**Data**
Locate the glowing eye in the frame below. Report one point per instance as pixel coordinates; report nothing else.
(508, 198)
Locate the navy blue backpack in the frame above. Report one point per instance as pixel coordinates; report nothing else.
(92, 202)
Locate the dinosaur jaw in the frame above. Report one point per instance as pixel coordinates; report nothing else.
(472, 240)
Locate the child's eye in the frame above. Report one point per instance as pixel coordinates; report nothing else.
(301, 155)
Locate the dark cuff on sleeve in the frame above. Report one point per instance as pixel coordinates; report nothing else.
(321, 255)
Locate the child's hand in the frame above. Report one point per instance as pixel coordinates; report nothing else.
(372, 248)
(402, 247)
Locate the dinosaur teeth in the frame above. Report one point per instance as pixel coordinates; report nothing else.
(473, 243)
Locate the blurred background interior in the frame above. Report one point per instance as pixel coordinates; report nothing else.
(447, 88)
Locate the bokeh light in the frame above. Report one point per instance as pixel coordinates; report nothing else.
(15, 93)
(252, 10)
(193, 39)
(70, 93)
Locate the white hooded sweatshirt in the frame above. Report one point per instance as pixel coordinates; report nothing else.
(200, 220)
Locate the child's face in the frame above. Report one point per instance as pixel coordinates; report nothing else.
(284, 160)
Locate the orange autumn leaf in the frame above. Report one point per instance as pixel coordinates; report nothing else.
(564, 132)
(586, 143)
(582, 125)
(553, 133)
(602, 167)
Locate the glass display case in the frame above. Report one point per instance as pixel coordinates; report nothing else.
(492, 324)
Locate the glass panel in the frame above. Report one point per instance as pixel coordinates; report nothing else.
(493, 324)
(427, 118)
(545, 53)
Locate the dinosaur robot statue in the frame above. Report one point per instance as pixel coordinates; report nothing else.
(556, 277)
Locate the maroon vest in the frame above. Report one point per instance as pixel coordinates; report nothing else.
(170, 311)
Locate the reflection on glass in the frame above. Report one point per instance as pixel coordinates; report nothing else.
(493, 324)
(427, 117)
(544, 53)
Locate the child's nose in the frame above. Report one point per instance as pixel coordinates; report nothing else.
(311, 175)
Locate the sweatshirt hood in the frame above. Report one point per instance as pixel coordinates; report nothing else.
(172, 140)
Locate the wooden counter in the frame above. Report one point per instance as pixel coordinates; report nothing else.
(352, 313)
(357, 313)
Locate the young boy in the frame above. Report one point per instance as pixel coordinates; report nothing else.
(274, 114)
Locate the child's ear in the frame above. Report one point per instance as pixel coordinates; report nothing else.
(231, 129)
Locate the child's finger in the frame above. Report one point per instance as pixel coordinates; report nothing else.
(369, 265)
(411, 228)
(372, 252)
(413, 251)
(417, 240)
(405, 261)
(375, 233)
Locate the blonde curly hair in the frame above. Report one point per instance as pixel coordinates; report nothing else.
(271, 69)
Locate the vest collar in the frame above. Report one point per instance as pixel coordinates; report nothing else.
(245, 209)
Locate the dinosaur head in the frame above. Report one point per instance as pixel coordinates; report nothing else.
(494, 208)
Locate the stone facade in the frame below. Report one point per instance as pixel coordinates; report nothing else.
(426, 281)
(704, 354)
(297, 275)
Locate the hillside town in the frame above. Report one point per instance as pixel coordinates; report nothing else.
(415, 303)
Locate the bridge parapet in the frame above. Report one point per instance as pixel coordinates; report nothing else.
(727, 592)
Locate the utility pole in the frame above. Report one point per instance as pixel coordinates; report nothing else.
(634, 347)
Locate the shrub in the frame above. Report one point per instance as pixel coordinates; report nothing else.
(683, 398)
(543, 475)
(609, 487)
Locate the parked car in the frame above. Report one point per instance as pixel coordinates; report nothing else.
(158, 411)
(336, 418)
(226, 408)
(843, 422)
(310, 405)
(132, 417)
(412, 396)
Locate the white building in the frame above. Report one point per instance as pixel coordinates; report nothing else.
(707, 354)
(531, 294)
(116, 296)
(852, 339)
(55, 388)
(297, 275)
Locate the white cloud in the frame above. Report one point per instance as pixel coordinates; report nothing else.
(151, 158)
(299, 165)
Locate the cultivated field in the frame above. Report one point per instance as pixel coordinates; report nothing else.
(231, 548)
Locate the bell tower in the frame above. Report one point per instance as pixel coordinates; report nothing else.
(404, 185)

**Exercise details**
All of the entries should be repeated word for word.

**Response area**
Locate the glowing eye in the frame below. Report one point per instance as pixel coordinates; report nothing else.
(508, 198)
Locate the navy blue backpack in the frame above. Report one point per instance as pixel coordinates; report nothing else.
(92, 202)
Locate the dinosaur jaw in the frame above. Report one point per instance as pixel coordinates; report nothing else.
(472, 240)
Locate the child's eye in the frame above. Report one point per instance as pixel coordinates; report nothing else.
(301, 155)
Locate the dark cuff on sleeve in the frame above. Report one point per instance as pixel coordinates; report nothing else.
(321, 255)
Locate the child's hand in the frame above. Report one point per instance as pixel coordinates; report nothing else.
(372, 248)
(402, 247)
Locate the dinosaur teeth in the frame above. Report one point per instance as pixel coordinates; report nothing else.
(473, 243)
Locate the blurred background interior in the frame above. Report one point per instance as pixel coordinates; report nothing else.
(447, 88)
Locate the bokeh light in the frame above. Report one point per instance as pixel coordinates; report nothing else.
(15, 93)
(252, 10)
(193, 39)
(70, 93)
Locate the white hooded sweatshirt in the frame above. Report one point per instance as pixel coordinates; report nothing else.
(200, 220)
Locate the child's face in the frame above. Report one point per instance as pixel coordinates; report nothing else.
(284, 160)
Locate the orange autumn leaf in the frame above. Report one point per instance as pixel coordinates; report nothing else.
(564, 132)
(586, 143)
(582, 125)
(553, 133)
(602, 167)
Locate the glass display case in the frame above. Report one point per instance as pixel coordinates; report nothing else.
(492, 324)
Locate the glass panel in the frame above. Report one point per instance as pixel coordinates; report nothing else.
(493, 324)
(427, 118)
(545, 53)
Locate the dinosaur robot statue in the frame above. Report one point per instance as pixel coordinates; report nothing else.
(556, 277)
Locate the maroon vest in the frame above. Report one point per instance as pixel coordinates; report nothing else.
(170, 311)
Locate the reflection on glass in the frame above. Report one point per instance as pixel coordinates; report nothing else.
(493, 324)
(427, 117)
(544, 53)
Locate the child's nose in the frame above. Report one point per instance as pixel coordinates; report nothing else.
(311, 175)
Locate the sweatshirt hood in the frame above. Report one point per instance as pixel coordinates; report nothing else.
(172, 140)
Locate the wooden counter in the frame above. Report one point per instance as pixel coordinates; report nothing else.
(352, 313)
(357, 313)
Locate the young boy in the frame above. Report one point per instance as pixel coordinates; report nothing else.
(274, 114)
Locate the child's ear in the frame above. Report one point per instance as pixel coordinates; report nothing else.
(231, 129)
Locate the child's finger in the frame above. Report one point per instance as pixel coordinates; report nothing else.
(369, 265)
(411, 228)
(372, 252)
(413, 251)
(417, 240)
(405, 261)
(375, 233)
Locate the blonde curly hair in the frame above. Report one point per instance as pixel coordinates; report nothing else.
(271, 69)
Locate the vest collar in the frame above. Report one point per instance as pixel coordinates; report nothing else.
(245, 209)
Locate the dinosaur head in the frame above. Report one point per instance as pixel coordinates; report nothing else.
(494, 208)
Locate the stone facade in the frame below. Report one point per instance as pixel coordinates; report nothing else.
(426, 281)
(704, 354)
(297, 275)
Locate the hillside town in the frame above. Report one point per instance as pixel coordinates; report nothing else.
(415, 303)
Locate the bridge parapet in the frame above. Report one point per instance as pixel coordinates; report nothing else.
(727, 592)
Locate the utility pole in the frame above. Report one point per instance as pixel coordinates; report nothing else.
(634, 347)
Locate the shrub in the frame above. Report one point per instance as pixel coordinates; report nothing else.
(683, 398)
(543, 475)
(609, 487)
Locate the parked car in the frame above. Report one point per instance as pixel coordinates; report nothing else.
(158, 411)
(336, 418)
(226, 408)
(843, 422)
(310, 405)
(132, 417)
(412, 396)
Locate the white building in the frame above. Report one point per instance as pixel coordinates; report nothing else.
(707, 354)
(531, 294)
(116, 296)
(852, 339)
(55, 388)
(297, 275)
Locate the white cloud in the frame above. Report one point per instance as pixel coordinates; report nothing else.
(151, 158)
(299, 165)
Locate the cultivated field in the frame above. Report one point per instance as pixel coordinates; report nothing else.
(231, 548)
Locate the bell tower in the frame above. Report one point per instance as pixel coordinates; report nothing else.
(404, 185)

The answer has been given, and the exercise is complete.